--- Extract ---
══════════════════════════════

Africa

COVID-19 vaccines: African countries get very few doses at very high prices

Guinea, one of the lowest-income countries, has received just 25 doses 

 
By Latha Jishnu
Published: Friday 26 February 2021

This is a number of shame and disgrace: 25. Just 25 doses of vaccines against the novel coronavirus disease (COVID-19) have been given to one of the lowest-income countries in Africa. Not 25 million, 25 thousand, or even 25 hundred. A total of just 25! A shaken Tedros Adhanom Ghebreyesus, head of the World Health Organization (WHO), told the executive board meeting of the organisation in January. It was later revealed that the country is Guinea, one of the world’s 29 low-income countries, all but five of which are in Africa.

Ghebreyesus believes that the world is on the brink of a catastrophic moral failure and the price as usual will be paid by the poorest countries, where lives and livelihoods have already been wiped out. After all the hopes that were raised in 2020 by the many initiatives launched by WHO to ensure equitable access to COVID-19 vaccines, such as the ACT Accelerator and COVAX, a global collaboration designed to speed up the development, manufacturing and equitable distribution of new vaccines, history is being repeated once again.

We only have to hark back to the HIV/AIDS pandemic 40 years ago to understand the stark inequalities in access to critical medicines — there is still no vaccine for the disease —that allowed millions to die in Africa. The medicines that were developed went only to the rich and it was only after a decade — thanks primarily to a pathbreaking generics company in India, Cipla, and its gutsy boss — that people in poor nations could access the life-saving medicines.

══════════════════════════════

--- Dataset excerpts ---
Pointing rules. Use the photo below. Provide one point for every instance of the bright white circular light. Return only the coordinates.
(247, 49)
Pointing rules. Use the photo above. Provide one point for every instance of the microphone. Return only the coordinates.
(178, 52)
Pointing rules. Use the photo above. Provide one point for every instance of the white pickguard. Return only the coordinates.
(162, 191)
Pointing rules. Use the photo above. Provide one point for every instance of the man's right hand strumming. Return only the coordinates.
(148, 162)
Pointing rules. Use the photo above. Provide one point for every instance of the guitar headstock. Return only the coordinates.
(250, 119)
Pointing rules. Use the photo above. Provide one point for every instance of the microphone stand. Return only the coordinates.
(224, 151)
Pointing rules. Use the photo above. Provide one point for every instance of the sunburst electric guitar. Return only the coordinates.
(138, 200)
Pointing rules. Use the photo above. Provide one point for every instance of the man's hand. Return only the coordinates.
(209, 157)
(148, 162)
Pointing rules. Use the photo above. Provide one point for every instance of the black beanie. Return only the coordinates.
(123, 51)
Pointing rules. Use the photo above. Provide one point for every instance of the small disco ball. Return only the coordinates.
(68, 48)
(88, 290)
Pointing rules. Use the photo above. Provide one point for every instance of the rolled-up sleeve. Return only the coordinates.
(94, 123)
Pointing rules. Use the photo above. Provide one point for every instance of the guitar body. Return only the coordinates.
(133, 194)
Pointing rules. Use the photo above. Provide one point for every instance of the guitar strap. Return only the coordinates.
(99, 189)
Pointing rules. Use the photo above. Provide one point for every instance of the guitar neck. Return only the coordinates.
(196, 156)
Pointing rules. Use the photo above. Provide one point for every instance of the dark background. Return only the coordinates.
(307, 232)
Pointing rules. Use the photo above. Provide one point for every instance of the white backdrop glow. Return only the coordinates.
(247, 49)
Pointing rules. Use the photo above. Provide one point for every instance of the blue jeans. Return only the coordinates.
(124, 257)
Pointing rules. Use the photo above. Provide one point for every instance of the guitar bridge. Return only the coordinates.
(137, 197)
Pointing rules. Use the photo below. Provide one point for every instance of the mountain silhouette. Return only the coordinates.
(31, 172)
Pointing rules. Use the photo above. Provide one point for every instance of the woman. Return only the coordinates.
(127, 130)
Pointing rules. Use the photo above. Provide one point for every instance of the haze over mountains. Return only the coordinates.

══════════════════════════════

--- Exercise set ---
1. In the article on COVID-19 vaccines in Africa, list the things that COVAX was designed to speed up.
2. Resume the article on COVID-19 vaccines in Africa after its last sentence.

--- Answers given ---
1. The development, manufacturing and equitable distribution of new vaccines.

2.
Here’s how the great vaccine grab has played out in COVID-19 times. With rich nations and drug companies rushing to sign bilateral deals instead of giving priority to COVAX, it’s a great time for vaccine makers to make a fortune while poor nations can only look on. With 44 bilateral deals signed last year and more than a dozen this year, according to WHO, it means that even younger, healthier adults in rich countries are vaccinated before the health workers and older people in poorer countries get their shots.

COVAX, funded by philanthropists and a clutch of rich countries, has managed to secure 2 billion doses from five producers and will hopefully get another billion doses. But the rollout has still not started, which has prompted many an African nation to scramble for supplies on their own, signing deals at very high rates that are three times the price paid by the European Union (EU) for the AstraZeneca vaccine. For instance, South Africa, with one of the highest cases of COVID-19, bought 1.5 million doses from the Serum Institute of India (SII) at $5.25 per dose compared with $2.50 per shot negotiated by the Europeans.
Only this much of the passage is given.